**TASK DETAILS**
Reproduce verbatim the portion of the listing that begins with the line containing "Mark the person in black cap with a point." and continues through the final line of the listing, including both ends.
═════ DATASET RECORDS
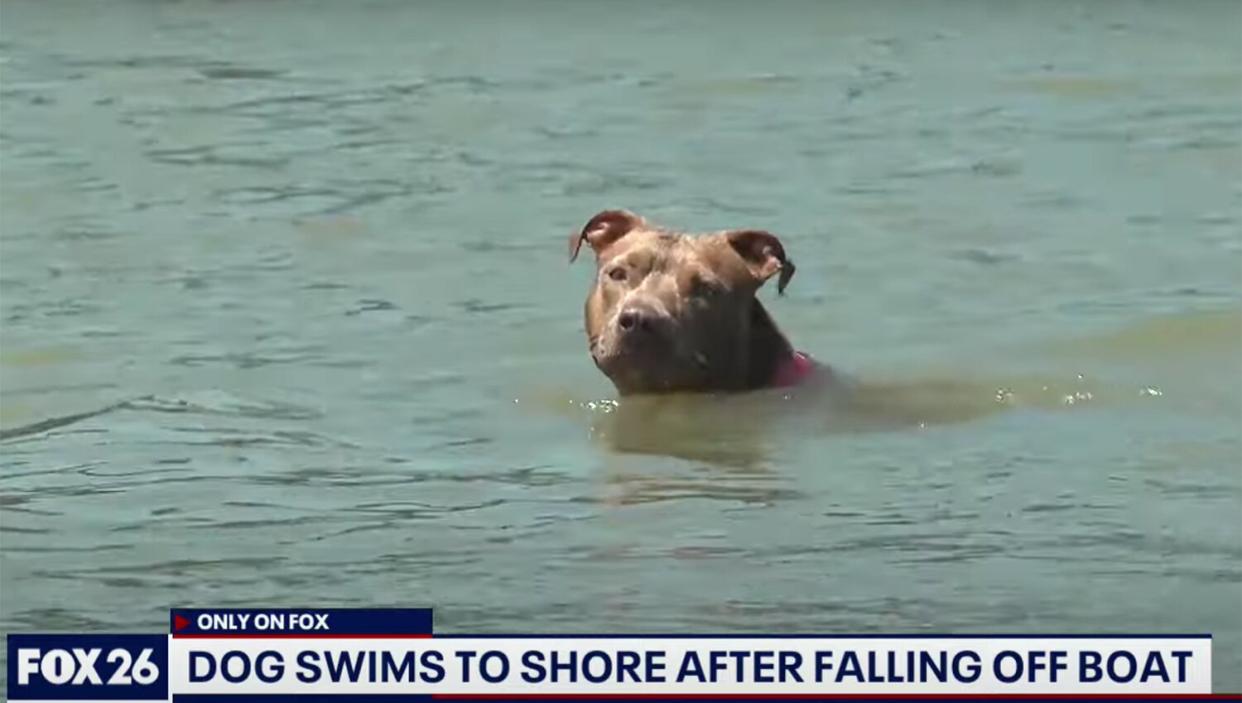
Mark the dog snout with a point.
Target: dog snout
(640, 321)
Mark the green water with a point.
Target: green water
(287, 318)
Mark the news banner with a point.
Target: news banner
(272, 655)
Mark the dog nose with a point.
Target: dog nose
(629, 319)
(636, 319)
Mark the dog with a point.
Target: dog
(677, 312)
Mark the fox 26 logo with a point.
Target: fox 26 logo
(87, 667)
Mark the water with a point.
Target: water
(287, 318)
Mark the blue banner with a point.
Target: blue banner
(299, 622)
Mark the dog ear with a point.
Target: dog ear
(764, 255)
(602, 230)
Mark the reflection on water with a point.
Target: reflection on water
(286, 317)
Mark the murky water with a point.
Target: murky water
(286, 316)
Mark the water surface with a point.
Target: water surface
(287, 318)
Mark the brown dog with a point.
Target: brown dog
(673, 312)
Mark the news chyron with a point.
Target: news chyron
(272, 655)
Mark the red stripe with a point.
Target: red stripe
(293, 636)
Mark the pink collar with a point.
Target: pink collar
(794, 370)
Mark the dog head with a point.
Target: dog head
(676, 312)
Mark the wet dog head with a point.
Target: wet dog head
(672, 312)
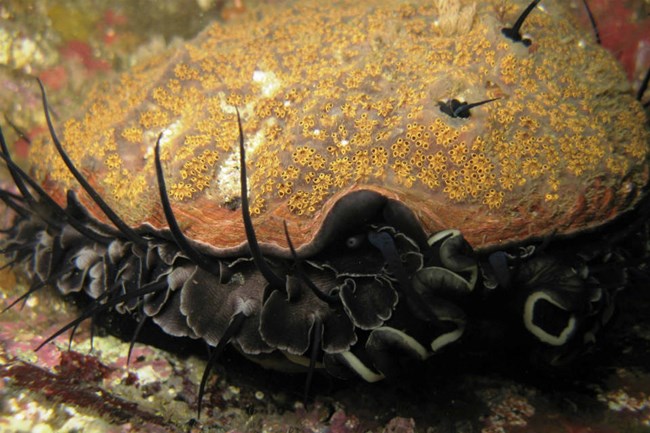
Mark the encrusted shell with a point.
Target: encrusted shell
(344, 95)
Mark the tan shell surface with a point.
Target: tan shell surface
(344, 95)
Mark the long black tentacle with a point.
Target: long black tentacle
(20, 177)
(644, 87)
(192, 253)
(144, 290)
(317, 332)
(233, 328)
(386, 245)
(127, 231)
(134, 337)
(514, 32)
(592, 20)
(325, 297)
(275, 281)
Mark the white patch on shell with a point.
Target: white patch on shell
(268, 82)
(169, 134)
(228, 181)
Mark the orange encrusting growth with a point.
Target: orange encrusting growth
(344, 95)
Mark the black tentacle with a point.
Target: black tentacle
(134, 337)
(317, 332)
(456, 109)
(275, 281)
(233, 328)
(144, 290)
(643, 88)
(20, 177)
(325, 297)
(514, 32)
(385, 244)
(192, 253)
(127, 231)
(592, 20)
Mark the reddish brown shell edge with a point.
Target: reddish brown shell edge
(560, 200)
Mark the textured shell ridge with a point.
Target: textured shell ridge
(352, 103)
(358, 188)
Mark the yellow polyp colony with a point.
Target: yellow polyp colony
(345, 94)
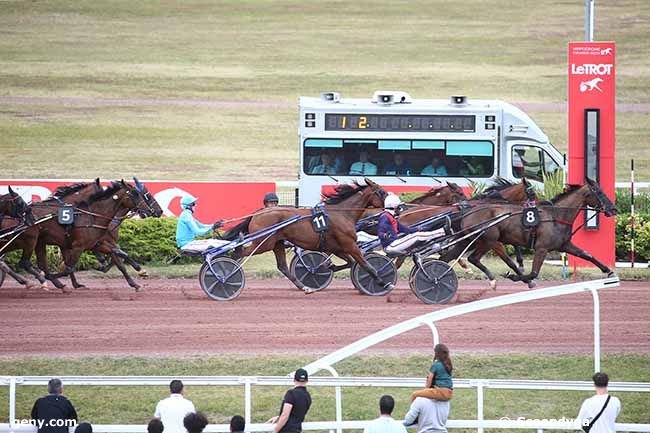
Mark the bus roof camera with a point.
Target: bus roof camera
(458, 100)
(331, 96)
(389, 97)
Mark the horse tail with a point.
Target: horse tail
(242, 227)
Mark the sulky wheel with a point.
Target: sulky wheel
(435, 282)
(224, 280)
(312, 268)
(386, 269)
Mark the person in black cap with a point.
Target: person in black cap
(295, 406)
(271, 199)
(51, 409)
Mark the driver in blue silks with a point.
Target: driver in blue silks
(189, 227)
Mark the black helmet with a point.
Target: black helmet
(270, 196)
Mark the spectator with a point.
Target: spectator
(326, 165)
(271, 199)
(52, 408)
(154, 426)
(398, 167)
(295, 406)
(429, 415)
(84, 427)
(237, 424)
(439, 384)
(435, 168)
(195, 422)
(385, 423)
(600, 411)
(172, 410)
(363, 167)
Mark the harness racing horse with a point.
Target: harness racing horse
(343, 208)
(553, 233)
(92, 220)
(15, 216)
══════════
**REPLY TO THE TASK**
Mark the person in black cap with a point.
Target: person in black cap
(295, 406)
(271, 199)
(51, 409)
Mark the driver in blue silks with a point.
Target: driver in blue silks
(189, 227)
Mark the black helmet with a point.
Target: black helmet
(270, 196)
Mark the spectator with a point.
Target: spectator
(326, 165)
(271, 199)
(52, 408)
(154, 426)
(398, 167)
(295, 406)
(429, 415)
(84, 427)
(237, 424)
(439, 384)
(435, 168)
(195, 422)
(385, 423)
(600, 411)
(172, 410)
(363, 167)
Mark the harness racing horse with a point.
Target: harness racing horse
(343, 208)
(553, 233)
(92, 220)
(15, 216)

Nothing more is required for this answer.